- _WHAT TO WORK ON_: In the records below, find the line containing "[pin] still water". Output it and every line after it to the end, unchanged, with no pictures.

- _RECORDED INFORMATION_:
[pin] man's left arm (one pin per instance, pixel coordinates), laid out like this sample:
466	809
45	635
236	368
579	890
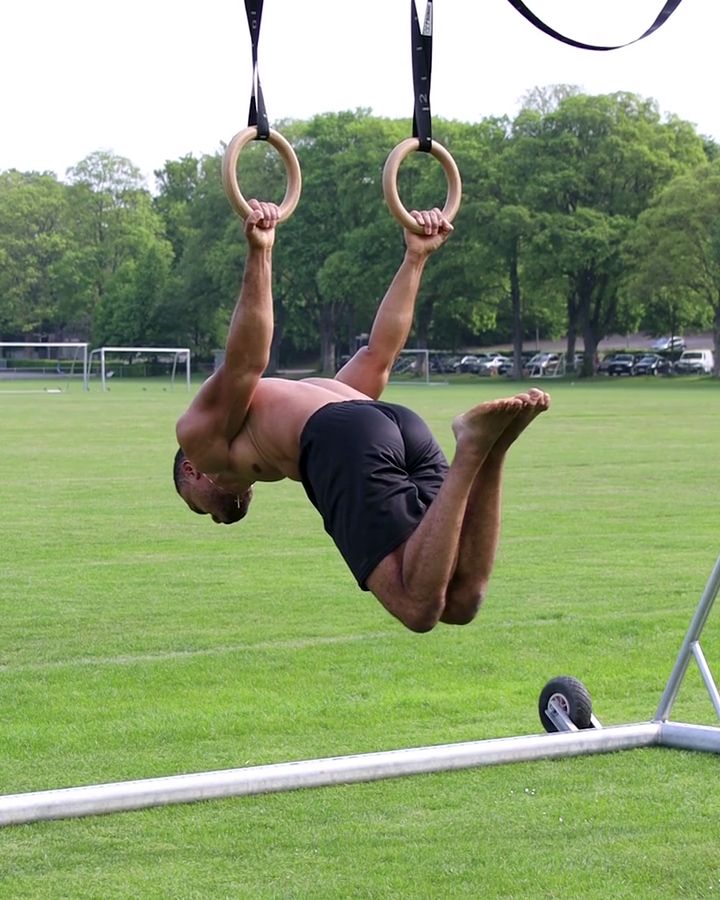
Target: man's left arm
220	407
369	369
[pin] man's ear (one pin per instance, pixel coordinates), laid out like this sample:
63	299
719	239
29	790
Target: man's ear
189	469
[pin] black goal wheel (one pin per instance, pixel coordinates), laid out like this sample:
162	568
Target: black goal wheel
573	699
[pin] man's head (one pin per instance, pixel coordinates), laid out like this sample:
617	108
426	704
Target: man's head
205	497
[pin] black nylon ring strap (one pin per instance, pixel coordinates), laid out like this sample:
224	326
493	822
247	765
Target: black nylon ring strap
257	116
422	68
665	13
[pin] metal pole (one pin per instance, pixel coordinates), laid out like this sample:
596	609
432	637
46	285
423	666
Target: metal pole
86	373
693	634
126	795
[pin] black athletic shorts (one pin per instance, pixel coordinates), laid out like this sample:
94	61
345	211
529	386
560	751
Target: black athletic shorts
371	469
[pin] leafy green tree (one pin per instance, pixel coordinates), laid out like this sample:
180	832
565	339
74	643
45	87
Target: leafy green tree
35	242
675	250
121	235
600	162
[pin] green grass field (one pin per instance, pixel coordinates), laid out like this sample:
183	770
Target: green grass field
137	639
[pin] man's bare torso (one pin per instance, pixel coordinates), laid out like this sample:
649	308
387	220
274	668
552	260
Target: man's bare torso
268	445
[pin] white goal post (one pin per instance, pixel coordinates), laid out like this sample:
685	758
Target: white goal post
415	365
80	348
177	352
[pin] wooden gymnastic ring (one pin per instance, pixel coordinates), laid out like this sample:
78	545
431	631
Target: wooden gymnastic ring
229	172
392	198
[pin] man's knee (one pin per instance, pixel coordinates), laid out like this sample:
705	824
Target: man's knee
462	607
418	614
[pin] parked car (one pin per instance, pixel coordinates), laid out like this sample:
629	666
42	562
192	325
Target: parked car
604	363
695	362
621	364
651	364
666	344
494	364
541	364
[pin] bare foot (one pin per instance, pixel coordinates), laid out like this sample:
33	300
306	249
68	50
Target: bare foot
534	403
479	428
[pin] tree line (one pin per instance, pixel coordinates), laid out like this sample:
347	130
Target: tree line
581	217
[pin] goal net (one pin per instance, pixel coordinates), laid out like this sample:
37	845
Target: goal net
42	366
420	366
140	362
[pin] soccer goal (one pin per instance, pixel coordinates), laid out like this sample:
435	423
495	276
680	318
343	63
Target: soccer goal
70	361
420	366
106	355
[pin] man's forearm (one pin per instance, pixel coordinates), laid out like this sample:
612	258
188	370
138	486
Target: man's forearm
394	317
251	328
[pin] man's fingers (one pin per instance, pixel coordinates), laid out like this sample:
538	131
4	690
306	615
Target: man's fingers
432	221
264	214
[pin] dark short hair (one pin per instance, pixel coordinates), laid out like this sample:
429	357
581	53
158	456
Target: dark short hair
177	469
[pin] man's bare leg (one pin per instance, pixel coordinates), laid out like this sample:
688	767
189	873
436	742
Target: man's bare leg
412	582
481	527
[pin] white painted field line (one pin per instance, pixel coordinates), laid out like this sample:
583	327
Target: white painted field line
130	659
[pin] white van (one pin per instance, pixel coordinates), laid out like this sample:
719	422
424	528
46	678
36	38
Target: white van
695	361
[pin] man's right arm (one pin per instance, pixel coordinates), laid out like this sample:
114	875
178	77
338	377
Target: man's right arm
220	407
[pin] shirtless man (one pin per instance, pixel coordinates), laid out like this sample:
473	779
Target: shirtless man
421	535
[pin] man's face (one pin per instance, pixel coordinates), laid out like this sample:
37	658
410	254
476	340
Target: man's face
223	506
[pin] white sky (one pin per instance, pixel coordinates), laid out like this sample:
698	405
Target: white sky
153	80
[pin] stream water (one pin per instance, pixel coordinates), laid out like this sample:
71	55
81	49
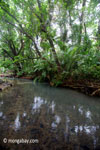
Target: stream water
48	118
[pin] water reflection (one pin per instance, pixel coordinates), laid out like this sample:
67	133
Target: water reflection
64	116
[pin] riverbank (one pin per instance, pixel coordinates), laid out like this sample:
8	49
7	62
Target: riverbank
4	85
88	87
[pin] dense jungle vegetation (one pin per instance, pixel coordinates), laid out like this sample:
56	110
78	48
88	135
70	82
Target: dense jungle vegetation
50	40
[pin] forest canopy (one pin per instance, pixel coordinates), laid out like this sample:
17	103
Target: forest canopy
50	39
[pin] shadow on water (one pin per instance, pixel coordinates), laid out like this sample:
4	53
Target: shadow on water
57	119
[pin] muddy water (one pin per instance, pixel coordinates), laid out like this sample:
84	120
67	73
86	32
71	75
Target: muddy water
39	117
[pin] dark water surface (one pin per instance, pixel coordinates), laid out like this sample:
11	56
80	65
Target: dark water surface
52	118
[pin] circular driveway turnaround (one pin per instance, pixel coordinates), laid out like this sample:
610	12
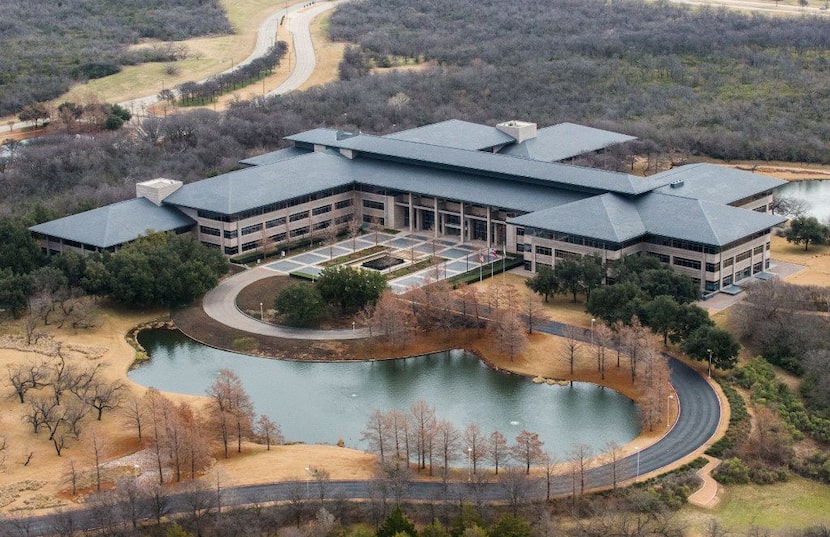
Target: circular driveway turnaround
220	304
696	424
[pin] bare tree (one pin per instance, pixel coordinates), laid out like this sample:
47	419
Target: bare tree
527	449
572	346
74	411
200	501
155	402
41	411
195	443
395	477
135	414
449	445
159	501
132	503
322	478
26	376
635	340
654	384
231	407
509	332
613	450
376	434
475	445
355	227
580	456
393	318
516	487
549	463
97	449
102	396
601	338
71	475
268	430
497	450
423	427
532	310
399	425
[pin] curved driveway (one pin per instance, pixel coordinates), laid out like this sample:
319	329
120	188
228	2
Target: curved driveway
696	423
220	304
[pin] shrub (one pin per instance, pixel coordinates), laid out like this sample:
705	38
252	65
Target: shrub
732	472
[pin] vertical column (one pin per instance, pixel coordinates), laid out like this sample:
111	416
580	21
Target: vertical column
435	219
463	224
489	229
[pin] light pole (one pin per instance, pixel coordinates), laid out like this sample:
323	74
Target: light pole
592	331
637	476
709	371
668	409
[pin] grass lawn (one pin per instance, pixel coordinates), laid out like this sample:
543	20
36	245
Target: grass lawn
207	56
798	503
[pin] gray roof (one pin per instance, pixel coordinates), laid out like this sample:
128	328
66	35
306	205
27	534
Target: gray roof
491	164
455	133
254	187
460	186
700	220
327	137
563	141
608	217
115	224
719	184
612	218
249	188
273	156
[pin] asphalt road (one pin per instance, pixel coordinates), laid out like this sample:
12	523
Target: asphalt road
697	422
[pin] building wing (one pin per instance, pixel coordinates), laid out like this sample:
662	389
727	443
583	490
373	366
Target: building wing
116	224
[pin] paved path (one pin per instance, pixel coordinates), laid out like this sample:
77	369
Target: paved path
220	302
707	495
696	423
305	60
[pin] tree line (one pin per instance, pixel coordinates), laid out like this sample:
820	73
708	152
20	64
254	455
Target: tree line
48	46
60	397
684	108
159	269
196	93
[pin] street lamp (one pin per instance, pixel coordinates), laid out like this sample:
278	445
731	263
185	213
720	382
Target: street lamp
668	409
592	330
637	476
709	371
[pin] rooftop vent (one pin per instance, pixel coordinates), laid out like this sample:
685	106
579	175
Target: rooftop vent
156	190
520	130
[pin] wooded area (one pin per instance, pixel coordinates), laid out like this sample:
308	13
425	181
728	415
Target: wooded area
47	46
686	82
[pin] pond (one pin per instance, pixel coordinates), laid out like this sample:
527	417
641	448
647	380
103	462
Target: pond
323	402
816	193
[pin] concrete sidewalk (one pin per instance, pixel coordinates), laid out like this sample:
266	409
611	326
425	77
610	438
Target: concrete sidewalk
707	495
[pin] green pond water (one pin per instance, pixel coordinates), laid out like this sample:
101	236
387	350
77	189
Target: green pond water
323	402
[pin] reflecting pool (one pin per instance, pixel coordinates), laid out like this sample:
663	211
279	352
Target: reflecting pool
323	402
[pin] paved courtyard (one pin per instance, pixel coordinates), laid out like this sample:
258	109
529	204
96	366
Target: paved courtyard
458	257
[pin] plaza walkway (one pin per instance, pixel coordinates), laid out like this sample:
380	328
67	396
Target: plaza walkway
220	303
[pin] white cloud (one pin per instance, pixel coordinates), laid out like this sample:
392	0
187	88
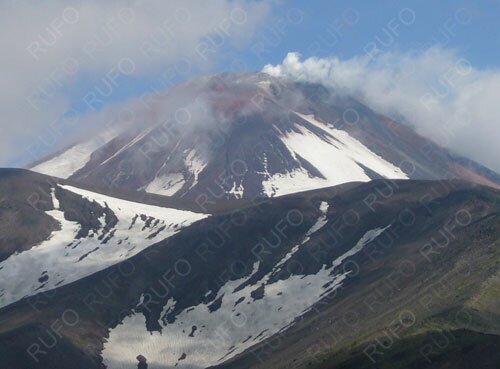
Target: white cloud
49	46
438	92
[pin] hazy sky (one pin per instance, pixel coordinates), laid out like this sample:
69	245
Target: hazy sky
436	64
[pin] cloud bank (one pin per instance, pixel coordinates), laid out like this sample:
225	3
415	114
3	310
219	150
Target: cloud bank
438	92
52	48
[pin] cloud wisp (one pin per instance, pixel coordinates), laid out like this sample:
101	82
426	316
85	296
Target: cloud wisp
438	92
63	45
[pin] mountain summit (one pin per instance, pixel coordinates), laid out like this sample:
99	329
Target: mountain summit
253	135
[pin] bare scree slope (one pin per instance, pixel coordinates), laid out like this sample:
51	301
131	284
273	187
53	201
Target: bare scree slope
247	221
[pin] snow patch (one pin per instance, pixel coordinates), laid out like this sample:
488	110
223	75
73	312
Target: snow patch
66	259
334	153
73	159
229	330
166	185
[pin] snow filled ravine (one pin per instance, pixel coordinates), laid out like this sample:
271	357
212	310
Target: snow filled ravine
199	338
64	258
339	158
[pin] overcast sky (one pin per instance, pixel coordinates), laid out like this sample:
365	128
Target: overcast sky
65	63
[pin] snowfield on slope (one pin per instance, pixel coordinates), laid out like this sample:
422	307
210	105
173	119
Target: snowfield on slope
63	258
199	338
76	157
335	154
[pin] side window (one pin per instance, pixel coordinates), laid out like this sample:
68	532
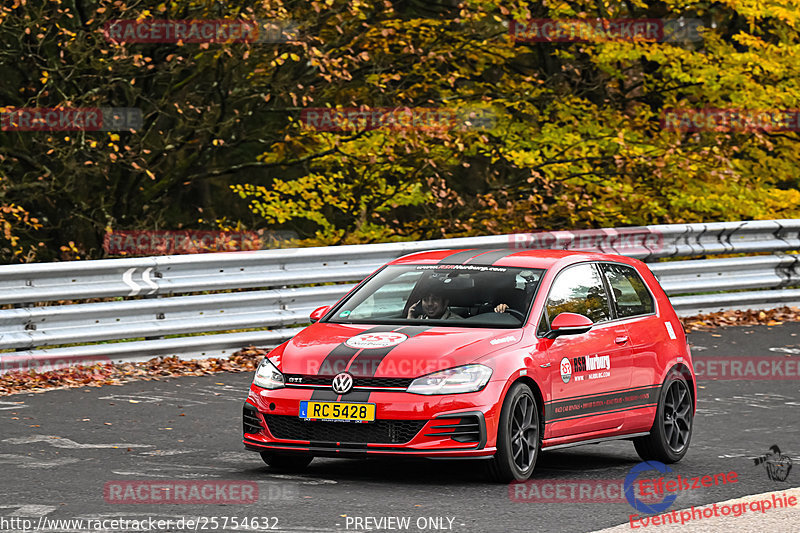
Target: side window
630	293
579	289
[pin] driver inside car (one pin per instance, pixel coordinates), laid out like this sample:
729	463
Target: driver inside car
434	305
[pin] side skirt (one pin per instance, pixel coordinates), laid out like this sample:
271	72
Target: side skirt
595	441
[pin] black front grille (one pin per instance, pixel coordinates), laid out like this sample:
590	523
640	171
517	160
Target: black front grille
357	381
460	429
377	432
250	420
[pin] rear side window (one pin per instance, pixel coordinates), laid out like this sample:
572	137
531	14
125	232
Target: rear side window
579	289
630	293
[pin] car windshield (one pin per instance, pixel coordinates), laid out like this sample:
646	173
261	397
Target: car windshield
448	295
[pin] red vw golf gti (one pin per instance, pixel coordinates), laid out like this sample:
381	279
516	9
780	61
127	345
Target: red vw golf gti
485	354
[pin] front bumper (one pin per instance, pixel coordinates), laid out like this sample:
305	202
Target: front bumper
456	425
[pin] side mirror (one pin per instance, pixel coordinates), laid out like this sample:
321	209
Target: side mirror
318	313
569	324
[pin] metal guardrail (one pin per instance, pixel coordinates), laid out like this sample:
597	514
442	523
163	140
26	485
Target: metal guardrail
158	295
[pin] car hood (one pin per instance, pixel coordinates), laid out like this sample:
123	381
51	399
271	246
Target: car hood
326	349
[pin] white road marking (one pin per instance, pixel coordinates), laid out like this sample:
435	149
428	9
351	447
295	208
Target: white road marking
163	453
61	442
12	405
782	349
161	475
26	461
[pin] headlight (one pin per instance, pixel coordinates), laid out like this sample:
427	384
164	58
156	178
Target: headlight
468	378
267	376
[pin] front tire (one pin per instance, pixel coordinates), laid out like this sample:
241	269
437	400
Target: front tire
671	433
287	462
518	436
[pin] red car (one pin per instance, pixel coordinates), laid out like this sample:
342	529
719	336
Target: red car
487	354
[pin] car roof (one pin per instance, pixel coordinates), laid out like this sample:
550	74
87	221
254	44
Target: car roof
509	257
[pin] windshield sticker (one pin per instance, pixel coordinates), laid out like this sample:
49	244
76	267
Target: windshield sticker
367	341
462	267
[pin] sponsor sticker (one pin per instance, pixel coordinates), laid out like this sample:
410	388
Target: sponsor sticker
367	341
566	370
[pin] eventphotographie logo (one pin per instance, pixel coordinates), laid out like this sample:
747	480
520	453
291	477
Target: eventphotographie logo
776	464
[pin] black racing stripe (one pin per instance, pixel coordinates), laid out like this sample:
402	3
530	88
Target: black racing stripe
336	361
367	362
459	257
492	257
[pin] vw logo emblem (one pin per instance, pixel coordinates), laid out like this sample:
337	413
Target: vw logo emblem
342	383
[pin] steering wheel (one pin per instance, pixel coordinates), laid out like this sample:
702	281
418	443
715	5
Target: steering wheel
517	314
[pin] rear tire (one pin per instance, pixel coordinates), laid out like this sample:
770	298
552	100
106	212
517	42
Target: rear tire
518	437
671	433
287	462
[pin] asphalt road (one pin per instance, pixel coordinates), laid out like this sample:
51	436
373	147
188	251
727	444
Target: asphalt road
59	450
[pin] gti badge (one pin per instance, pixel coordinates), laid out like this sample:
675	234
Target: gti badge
342	383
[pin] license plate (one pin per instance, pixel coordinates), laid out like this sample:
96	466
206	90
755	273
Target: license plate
348	412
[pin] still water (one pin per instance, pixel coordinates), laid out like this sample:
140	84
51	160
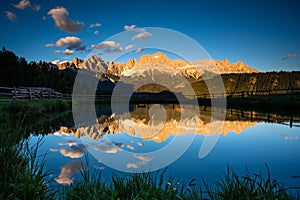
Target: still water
156	136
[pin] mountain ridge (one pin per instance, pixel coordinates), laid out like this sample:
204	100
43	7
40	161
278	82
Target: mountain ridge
187	69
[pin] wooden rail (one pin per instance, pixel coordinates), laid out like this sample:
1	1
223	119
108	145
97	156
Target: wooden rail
31	93
252	93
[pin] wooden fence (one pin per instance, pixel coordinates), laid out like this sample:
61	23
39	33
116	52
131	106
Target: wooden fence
31	93
253	93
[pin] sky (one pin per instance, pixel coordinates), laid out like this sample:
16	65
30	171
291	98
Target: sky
263	34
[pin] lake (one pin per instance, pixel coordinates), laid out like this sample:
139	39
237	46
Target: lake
152	137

- _THE ANSWER_:
[pin] still water (one pin per instance, pixel coordinates), laid out like this sample:
140	84
51	160
Target: still water
156	136
[pin] mountain ridge (one pin per instance, pixel coordinates), laid out like this sample:
204	100
43	7
40	161
278	82
Target: mountain ridge
187	69
[pin] wooden rail (one pin per instance, pixel coordinates), laid out like this sample:
1	1
223	119
108	145
97	156
Target: wooden rail
31	93
252	93
[pin] wooden fence (one pin per instance, pixel coordinates), laid out like this sample:
61	23
39	33
116	52
131	106
Target: wooden fence
31	93
253	93
[pin] sky (one pin per instance, pixel coordinates), laid out like this sample:
16	65
30	171
291	98
Target: sky
263	34
[pin] lake (one pin per instance, pixel coordinates), laid out like this sample:
139	39
237	46
Target: lake
152	137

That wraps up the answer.